§ Отрывок:
------------------------------------------------
В этот день мальчики на выгоне охотились на пауков. А научил нас этому все тот же Митька. Сначала надо в норку опустить прикрепленный к концу нитки шарик из черной смолы, которой смолят сапожную дратву. Потом, подергивая за нитку, подразнить паука, пока он не уцепится в шарик и не увязнет лапками в смоле. После этого шарик вместе с хозяином норки можно тащить наружу. Пауки — отвратительные черные шары, разбухшие от множества мелких желтых яичек, чуть помельче рачьей икры. Но самый захватывающий момент — это с хлопком раздавить паучье страшилище голой пяткой. Правда, говорят, что пауки очень кусачие и ядовитые. Зато и пятки у ребят летом покрепче кожаных подметок.
Но вот из-за бугра за речкой с грохотом выскакивает что-то еще никем из нас не виданное. Поднимая столб пыли и отсвечивая серебристыми бликами под солнечными лучами, оно быстро движется по направлению к броду, ведущему через речку к селу. Кто-то крикнул: «Трактор!»
------------------------------------------------
§ Выборка записей:
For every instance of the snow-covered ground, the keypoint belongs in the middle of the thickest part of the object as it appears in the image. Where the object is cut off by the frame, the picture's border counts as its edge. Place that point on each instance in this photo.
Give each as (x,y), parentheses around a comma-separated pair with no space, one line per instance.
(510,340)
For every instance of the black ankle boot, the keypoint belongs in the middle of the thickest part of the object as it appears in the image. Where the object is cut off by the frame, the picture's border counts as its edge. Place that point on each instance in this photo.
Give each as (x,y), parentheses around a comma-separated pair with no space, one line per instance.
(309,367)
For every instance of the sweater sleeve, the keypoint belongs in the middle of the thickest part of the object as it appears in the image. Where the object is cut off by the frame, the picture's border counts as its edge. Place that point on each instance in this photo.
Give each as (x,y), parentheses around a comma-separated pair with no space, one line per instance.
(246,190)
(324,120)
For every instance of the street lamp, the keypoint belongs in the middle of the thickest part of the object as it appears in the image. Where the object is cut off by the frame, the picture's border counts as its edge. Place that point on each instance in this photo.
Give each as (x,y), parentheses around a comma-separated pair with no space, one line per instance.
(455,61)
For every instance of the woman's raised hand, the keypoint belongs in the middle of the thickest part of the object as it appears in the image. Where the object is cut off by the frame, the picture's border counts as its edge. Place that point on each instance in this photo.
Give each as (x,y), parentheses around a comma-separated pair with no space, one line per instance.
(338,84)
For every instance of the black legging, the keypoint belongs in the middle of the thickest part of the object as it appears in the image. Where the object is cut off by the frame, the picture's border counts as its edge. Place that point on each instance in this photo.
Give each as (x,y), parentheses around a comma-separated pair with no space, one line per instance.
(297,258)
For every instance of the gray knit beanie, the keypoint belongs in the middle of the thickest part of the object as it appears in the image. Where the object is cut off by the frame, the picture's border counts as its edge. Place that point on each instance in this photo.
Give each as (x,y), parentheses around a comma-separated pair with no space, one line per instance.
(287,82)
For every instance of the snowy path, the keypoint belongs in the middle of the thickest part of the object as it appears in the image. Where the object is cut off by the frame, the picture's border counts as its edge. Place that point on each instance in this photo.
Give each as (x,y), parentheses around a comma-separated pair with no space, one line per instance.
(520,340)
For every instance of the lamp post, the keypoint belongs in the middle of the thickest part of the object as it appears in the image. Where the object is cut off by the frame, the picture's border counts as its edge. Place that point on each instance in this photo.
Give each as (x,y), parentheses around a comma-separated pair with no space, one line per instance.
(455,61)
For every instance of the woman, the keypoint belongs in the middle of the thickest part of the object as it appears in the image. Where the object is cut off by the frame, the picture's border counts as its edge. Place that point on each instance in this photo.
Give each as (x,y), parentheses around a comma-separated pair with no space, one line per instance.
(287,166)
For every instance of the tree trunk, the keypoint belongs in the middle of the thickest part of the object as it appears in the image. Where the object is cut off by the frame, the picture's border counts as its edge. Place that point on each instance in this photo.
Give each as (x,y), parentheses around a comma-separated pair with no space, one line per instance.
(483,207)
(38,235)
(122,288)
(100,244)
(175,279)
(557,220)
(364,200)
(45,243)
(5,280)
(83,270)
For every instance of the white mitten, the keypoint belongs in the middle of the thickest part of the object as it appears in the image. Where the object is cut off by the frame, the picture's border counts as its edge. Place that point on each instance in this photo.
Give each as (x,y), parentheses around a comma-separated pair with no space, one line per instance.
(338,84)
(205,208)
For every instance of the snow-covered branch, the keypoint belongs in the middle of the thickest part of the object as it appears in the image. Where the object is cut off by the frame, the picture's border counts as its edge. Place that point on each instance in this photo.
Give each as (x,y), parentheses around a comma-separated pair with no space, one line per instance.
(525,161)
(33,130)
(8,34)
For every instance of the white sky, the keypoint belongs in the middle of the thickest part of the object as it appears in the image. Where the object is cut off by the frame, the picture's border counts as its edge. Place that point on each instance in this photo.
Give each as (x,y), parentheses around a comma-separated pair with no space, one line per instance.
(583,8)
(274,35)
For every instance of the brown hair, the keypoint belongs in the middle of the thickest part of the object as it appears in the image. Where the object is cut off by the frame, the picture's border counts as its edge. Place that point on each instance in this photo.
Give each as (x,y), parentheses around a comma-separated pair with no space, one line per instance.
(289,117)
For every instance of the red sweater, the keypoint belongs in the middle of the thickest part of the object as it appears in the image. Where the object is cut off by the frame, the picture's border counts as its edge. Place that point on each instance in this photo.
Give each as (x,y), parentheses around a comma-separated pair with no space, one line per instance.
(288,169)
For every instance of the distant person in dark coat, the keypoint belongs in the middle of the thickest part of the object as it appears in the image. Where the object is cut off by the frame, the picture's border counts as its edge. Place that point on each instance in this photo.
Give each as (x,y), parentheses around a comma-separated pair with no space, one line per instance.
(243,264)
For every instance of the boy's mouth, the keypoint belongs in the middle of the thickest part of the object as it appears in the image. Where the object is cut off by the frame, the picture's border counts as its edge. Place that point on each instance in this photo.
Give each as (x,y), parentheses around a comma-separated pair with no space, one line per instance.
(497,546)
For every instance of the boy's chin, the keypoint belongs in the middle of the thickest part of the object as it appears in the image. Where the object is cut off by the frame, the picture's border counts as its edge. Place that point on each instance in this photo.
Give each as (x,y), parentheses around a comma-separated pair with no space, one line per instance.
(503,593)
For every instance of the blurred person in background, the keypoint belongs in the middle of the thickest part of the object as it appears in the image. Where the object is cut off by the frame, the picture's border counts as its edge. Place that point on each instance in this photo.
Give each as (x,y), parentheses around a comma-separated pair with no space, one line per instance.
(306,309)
------------------------------------------------
§ Задания для выполнения:
• A. Из чего, согласно отрывку об охоте на пауков, делали шарик, который опускали в паучью норку?
• B. Продолжите рассказ об охоте на пауков и появлении трактора, начав сразу после его последней фразы.

§ Ответы:
• A. Из черной смолы, которой смолят сапожную дратву.

• B.
Конечно же, мальчишки вмиг забыли о своих паучьих удочках и в закатанных до колен штанишках побежали навстречу трактору. Взбивая по дороге пыль, они подражали его гудению:
— Дырр-ррр, дырр-ррр…
Встретив трактор, когда он уже переехал брод через Берду, мальчики повернули обратно. Но даже самые быстроногие едва поспевали за трактором, который шел быстрее любой брички. Когда же он остановился, я увидел, что за его рулем был дядя Иван Холод, который бывал у нас. Мой отец и он были даже сфотографированы вместе в солдатской форме возле автомобиля. А у отца было еще удостоверение с ятями и твердыми знаками о том, что рядовой Кисунько Василий Трифонович является шофером 37-го автомобильно-санитарного отряда.
На тракторе я прочел слово, написанное какими-то неправильными буквами, которое выглядело примерно как «Еоrаrоп», но в нем буква «Е» — без нижней палочки, буква «а» — прописью а, но с длинным крючком, вторая буква r — прописью s, но вроде бы написана задом наперед. Получается какая-то странная и непонятная надпись: «Fordson».
Пока я ломал голову над этой надписью, к трактору подошел мой отец, поздоровался с Иваном Холодом, а тот ему ответил:
— Здоров будь, тракторист. Пригнал я тебе машину. Попробуй, принимай.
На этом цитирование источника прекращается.